But Oregon remains stuck with a backward system in which the state has the power to kill criminals yet refuses to do so—offending just about everyone who cares about the issue either way.

Irene James supports the death penalty but calls Oregon's system "senseless." A 78-year-old retired schoolteacher from Tualatin, she has endured 113 days in court since her 26-year-old daughter was murdered in 1987, watching serial killer Dayton Leroy Rogers get re-sentenced twice on appeals. And his case remains years from being resolved.

Authorities dubbed Rogers the "Molalla Forest Killer" during the 1980s for torturing James' daughter Maureen and at least 7 other women to death—occasionally sawing off their feet before killing them to satisfy a fetish, then scattering their bodies in the woods of Clackamas County.

"It's not easy," James says of the endless court appearances. "I'm really resentful about the way it works. I'm resentful, because he keeps coming back."

High-profile supporters of the death penalty share her frustration, saying the system takes far too long. "What we have right now is unacceptable, no doubt about that," says Kevin Mannix, a former Republican gubernatorial candidate who ran in 2002 on a law-and-order mantra.

Even though we don’t execute people, Frink considers capital punishment a valuable tool for prosecutors. The threat of death, he says, leads defendants to enter plea deals for life without parole or life with a minimum of 30 years—the 2 other penalties, besides death, that Oregon allows for aggravated murder.

**Data for review**
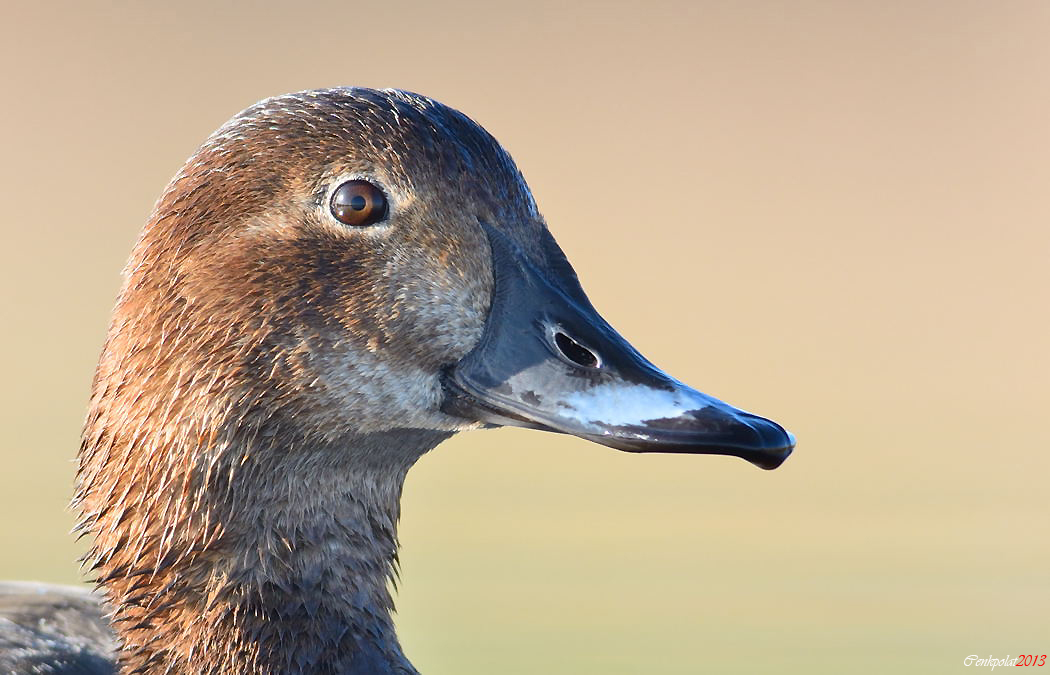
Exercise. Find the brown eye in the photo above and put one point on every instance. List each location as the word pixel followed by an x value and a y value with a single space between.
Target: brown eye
pixel 358 203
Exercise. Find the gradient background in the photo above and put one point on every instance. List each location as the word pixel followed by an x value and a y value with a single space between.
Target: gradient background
pixel 834 214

**To do**
1. Answer these questions from the excerpt on Oregon's death penalty:
(a) How many days in court has Irene James endured since her daughter's murder?
(b) What nickname did authorities give Dayton Leroy Rogers during the 1980s?
(c) Besides death, which two penalties does Oregon allow for aggravated murder?
2. Using the excerpt on Oregon's death penalty, explain in one to three sentences why Frink considers capital punishment a valuable tool for prosecutors even though the state does not execute people.
3. Extend the excerpt on Oregon's death penalty with a few more paragraphs that pick up after its final sentence.
The listing is separate material and has no connection to the text on Oregon's death penalty.

**Task answers**
1.
(a) 113 days.
(b) The "Molalla Forest Killer."
(c) Life without parole, and life with a minimum of 30 years.

2. The threat of death leads defendants to enter plea deals. They accept life without parole or life with a minimum of 30 years to avoid a possible death sentence.

3.
Fiscal watchdogs, however, say death penalty cases waste millions each year in public-safety money. Common sense says it's cheaper to kill someone than keep him in prison for life. But since Oregon keeps convicts on death row for decades—essentially paying for a life sentence anyway—we spend millions on attorney fees moving their cases through a rigorous first trial and long appeals process that are unique to death penalty cases.

"The typical guy on the street thinks the death penalty is cheap because you flip the switch and walk away," says Richard Dieter, head of the Death Penalty Information Center in Washington, D.C. "They don’t count the 20 years it takes to get there."

Nationwide, experts say capital cases are 20 times more expensive to prosecute because of the length of appeals. Oregon officials don't make guesses about how much it will cost here, because after 24 years of letting juries sentence killers to death, not a single case has yet gone all the way through the appeals system.

But Bill Long, a Willamette University law professor and death penalty opponent who wrote the only book on capital punishment in Oregon, has estimated Oregon's oldest cases could end up costing more than $10 million per defendant (the national average for capital cases is around $3 million). Hardesty estimated in 2005 that Oregon and its counties spend at least $9 million a year pursuing death penalty cases.

Officials in Salem project the state government will spend more than $1 million on attorney fees prosecuting and defending each death penalty case. That includes the cost of defense investigators, but not county prosecutors or local police. It also doesn't include several levels of appeals. That estimated $1.02 million alone—only a fraction of the total cost—is the same as the price of keeping a convict in prison for 36 years at the current cost of incarceration.

Added up for all 35 capital-punishment cases, that totals $35.7 million in public-safety money. The money is more than what’s budgeted to run the forensics division at the cash-strapped Oregon State Police in 2007-09 ($32.2 million), and nearly enough to fund OSP's entire criminal investigation division for the same period ($40.2 million).

Meanwhile, there are about 50 more defendants currently charged with death penalty crimes in Oregon, which will suck more than $50 million more out of the state budget if the defendants are sentenced to death. Despite the expense, they may never see execution. Nationwide, only 12 % of people who are sentenced to death are actually executed.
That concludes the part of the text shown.